> **Texto proporcionado**:
┌──
Francis Scott Fitzgerald
Éramos, si se me permite la impudicia, jóvenes, hermosos y renegados. Éramos adolescentes y nos sentíamos mucho más cercanos de la mitología de los años sesenta que de la realidad de los ochenta. La revolución nicaragüense acababa de acontecer o estaba sucediendo, y la Revolución, la grande y liberadora, más cercana del nirvana que de la colectivización de los bienes de producción -marxistas de la tendencia Groucho-, iba a ocurrir en cualquier momento. Algo iba a pasar antes del fin del mundo y nosotros estaríamos ahí para verlo.
La palabra clave no era todavía `crisis' sino `Absoluto' o `Verdad'. Nos sentíamos reales, verdaderos y auténticos, y ni siquiera nos deteníamos; no había tiempo de sentir el tiempo, a pensar en que nos sentíamos así. Solo vivíamos. Diez o veinte colones eran la diferencia entre todo y nada: 12 colones costaban un café y un arreglado en Chelles; un libro de bolsillo valía lo mismo, y entre 15 y 20 un taxi del centro de la noche hasta el fin de La Sabana, donde habitaba nuestra comodidad burguesa.
"Pura vida" era un código nuevo y no una forma de resignación. Eramos jóvenes y eternos, y la felicidad estaba cerca, a unos pasos (¿a unos pesos?). Algo "parecido a la felicidad", e intuíamos que la ciudad, la noche y la belleza tenían algo que decirnos; que tenían algo que ver con toda nuestra búsqueda incesante, y que íbamos a exprimirlas hasta que cantaran su ronco secreto a la luz del amanecer.
Creíamos, creíamos, creíamos. "Yo pienso, yo creo, yo siento". La época del "yo", del vos y del yo: eso que todavía se llama pasión. Ahora es la misma, solo que con el prefijo "des" delante de todos los verbos.
La verdad de la ficción
Conocí a Rodrigo Soto un poco antes de que comenzara aquella carrera hacia la insaciabilidad que, al menos en un buen trecho, recorrimos juntos, a grandes zancadas, a sorbos de deseo de bebernos el universo. Un poco antes de salir de un colegio de cuyo nombre no quiero acordarme, llegó a nuestro taller "de creatividad y de Poesía" -un nombre sin apellidos que aún lo resume todo- un inconforme, Rodrigo Soto. El año anterior había "desertado" de aquella institución carcelaria.
Entonces como ahora, Rodrigo ha intentado siempre llevar su vida dentro de un bolso. Así que llegó con su morral lleno de poemas escritos con esa caligrafía feroz -de quien quiere comerse las palabras- que aún tiene, y comenzó a lanzárnoslos a la cara con una precipitación muy suya. De esto hace más de 15 años y, desde aquello, Rodrigo me ha salvado la vida una o dos veces; ha estado conmigo en mis peores momentos y también en los más felices, y creo que conoce mejor que yo mismo los atajos de mi alma.
└──
> **Por hacer**:
A: Indica si cada afirmación concuerda con el texto proporcionado, respondiendo sí o no y citando literalmente las palabras del texto que lo deciden: (i) un libro de bolsillo costaba lo mismo que un café y un arreglado en Chelles; (ii) Rodrigo Soto llegó al taller después de haber terminado sus estudios en el colegio; (iii) «Pura vida» era entonces una forma de resignación.
B: Continúa el texto proporcionado sobre la amistad con Rodrigo Soto a partir de su última oración.
Las líneas que siguen no tienen ningún papel en esto.

> **Contenido del conjunto**:
┌──
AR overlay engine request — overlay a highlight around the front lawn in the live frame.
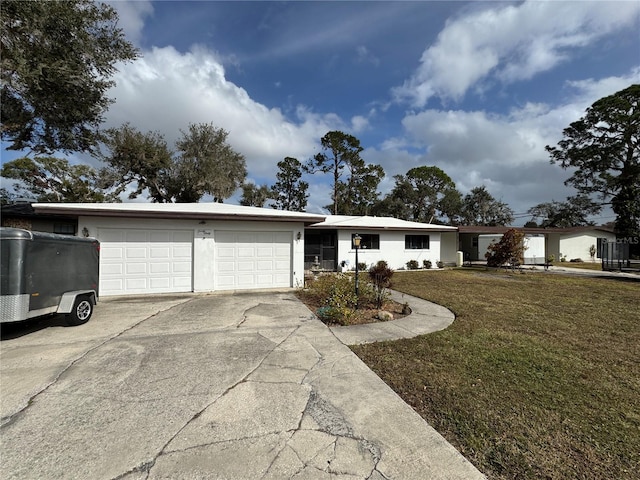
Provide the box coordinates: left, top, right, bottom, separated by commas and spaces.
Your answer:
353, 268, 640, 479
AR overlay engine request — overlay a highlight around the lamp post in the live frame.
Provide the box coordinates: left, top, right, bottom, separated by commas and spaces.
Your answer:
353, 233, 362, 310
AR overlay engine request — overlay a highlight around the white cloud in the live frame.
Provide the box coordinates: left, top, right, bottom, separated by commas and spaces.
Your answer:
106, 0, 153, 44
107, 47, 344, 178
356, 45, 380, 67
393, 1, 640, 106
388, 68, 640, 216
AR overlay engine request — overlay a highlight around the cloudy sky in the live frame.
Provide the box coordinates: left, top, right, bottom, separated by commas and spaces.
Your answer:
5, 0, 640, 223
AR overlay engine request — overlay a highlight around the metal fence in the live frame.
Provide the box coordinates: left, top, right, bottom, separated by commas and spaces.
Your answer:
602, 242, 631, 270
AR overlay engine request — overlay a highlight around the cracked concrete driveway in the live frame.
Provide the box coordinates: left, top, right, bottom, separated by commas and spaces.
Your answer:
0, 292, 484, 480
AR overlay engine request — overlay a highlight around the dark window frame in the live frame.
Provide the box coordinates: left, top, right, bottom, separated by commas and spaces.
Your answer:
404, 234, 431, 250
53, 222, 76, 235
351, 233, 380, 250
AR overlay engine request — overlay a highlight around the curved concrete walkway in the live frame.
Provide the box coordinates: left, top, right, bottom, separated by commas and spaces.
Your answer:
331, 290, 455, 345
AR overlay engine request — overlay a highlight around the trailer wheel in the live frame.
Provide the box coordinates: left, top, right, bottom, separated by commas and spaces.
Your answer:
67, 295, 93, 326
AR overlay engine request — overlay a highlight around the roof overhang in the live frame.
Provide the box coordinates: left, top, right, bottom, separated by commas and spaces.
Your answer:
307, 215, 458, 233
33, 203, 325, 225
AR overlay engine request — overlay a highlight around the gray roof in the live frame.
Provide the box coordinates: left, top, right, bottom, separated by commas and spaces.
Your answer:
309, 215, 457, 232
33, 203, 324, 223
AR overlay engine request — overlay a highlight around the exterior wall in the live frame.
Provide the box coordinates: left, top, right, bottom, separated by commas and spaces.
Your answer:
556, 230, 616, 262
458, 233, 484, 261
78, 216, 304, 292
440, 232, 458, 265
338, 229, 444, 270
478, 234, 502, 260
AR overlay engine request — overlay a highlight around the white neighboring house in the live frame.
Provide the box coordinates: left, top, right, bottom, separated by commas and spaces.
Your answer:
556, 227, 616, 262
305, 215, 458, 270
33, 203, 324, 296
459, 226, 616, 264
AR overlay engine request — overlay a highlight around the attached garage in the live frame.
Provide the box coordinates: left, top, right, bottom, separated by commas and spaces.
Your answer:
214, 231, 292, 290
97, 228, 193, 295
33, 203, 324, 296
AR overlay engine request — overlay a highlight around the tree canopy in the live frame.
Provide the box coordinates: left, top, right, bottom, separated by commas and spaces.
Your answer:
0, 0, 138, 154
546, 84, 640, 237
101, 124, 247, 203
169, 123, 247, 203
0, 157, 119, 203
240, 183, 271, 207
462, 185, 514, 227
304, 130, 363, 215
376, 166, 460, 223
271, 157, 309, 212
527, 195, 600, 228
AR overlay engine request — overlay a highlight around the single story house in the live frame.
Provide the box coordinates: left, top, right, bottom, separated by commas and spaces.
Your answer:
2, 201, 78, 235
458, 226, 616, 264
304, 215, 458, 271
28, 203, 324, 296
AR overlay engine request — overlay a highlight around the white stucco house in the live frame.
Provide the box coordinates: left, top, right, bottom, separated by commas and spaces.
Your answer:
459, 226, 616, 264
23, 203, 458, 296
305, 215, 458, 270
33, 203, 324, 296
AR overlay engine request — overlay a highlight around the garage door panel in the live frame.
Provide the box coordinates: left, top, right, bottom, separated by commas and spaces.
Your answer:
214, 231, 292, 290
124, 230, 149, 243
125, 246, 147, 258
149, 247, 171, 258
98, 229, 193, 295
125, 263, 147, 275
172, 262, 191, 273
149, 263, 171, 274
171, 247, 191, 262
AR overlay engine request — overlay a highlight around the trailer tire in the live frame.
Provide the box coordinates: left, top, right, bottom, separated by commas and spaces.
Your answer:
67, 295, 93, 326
└──
> **Las respuestas**:
A:
(i) Sí: «12 colones costaban un café y un arreglado en Chelles; un libro de bolsillo valía lo mismo».
(ii) No: «El año anterior había "desertado" de aquella institución carcelaria.»
(iii) No: «"Pura vida" era un código nuevo y no una forma de resignación.»

B:
Hemos hecho juntos casi todo, desde borracheras hasta antologías, pasando por viajes interiores y exteriores, orgías -pero no entre nosotros, aclaro al lector bien o mal pensado: todo depende- y utopías; compartimos algunas filias y muy pocas fobias (él es dionisiaco, y yo no). Seguimos siendo acérrimamente diferentes, pero creo que desde hace años tenemos siempre algo pendiente "por hacer", "para cuando haya tiempo" -que es lo único que nunca sobra en la vida-, lo que me parece una buena señal.
Hablar de él o de su literatura, por desvergonzado que parezca, es hablar de alguna manera de mí mismo. Hace unos meses, en Amsterdam, Rodrigo recordaba con su compañera ese y otros instantes de la prehistoria de nuestra hermandad, para intentar explicar esta "amistad sin sombras" que inexplicablemente mantenemos, siendo casi incompatibles -a ratos lo hemos sido-, y decía: "Bueno, a finales de 1979 nos encontramos frente al Teatro Nacional y decidimos entrar juntos a un taller de literatura. ¿Por qué? No sé. Yo intentaba huir de gente como Carlos, y él de gente como yo". Y se ríe con esa risotada de niño malvado que tiene -porque Rodrigo es un niño perverso que, como en uno de los mejores cuentos de Dicen que los monos éramos felices, destripa los gatos para saber qué llevan dentro.
En efecto. En aquella edad heroica, en que dormíamos poco y soñábamos mucho, Rodrigo representaba todo lo que un "fresa" como yo -ahora diríamos "nerdo"- podía detestar. Era un poco brutal, aún en aquella corta primavera de la revolución de principios de los ochenta tenía una violencia apenas refrenada que se le salía por los poros de su vitalidad irrefrenable y era demasiado tosco para mi gusto. Quizá era demasiado básico para mi ya inevitable estoicismo.
Las primeras cosas que leí o que escuché de él eran buenas, desesperadamente buenas, pero escritas con furia y desarraigo. Creo que Rodrigo había empezado a domesticar sus bestias interiores y algunas de ellas aún brincaban de las vísceras del sacrificio al papel y dejaban un rastro sin rastro de patitas sangrientas sobre las palabras.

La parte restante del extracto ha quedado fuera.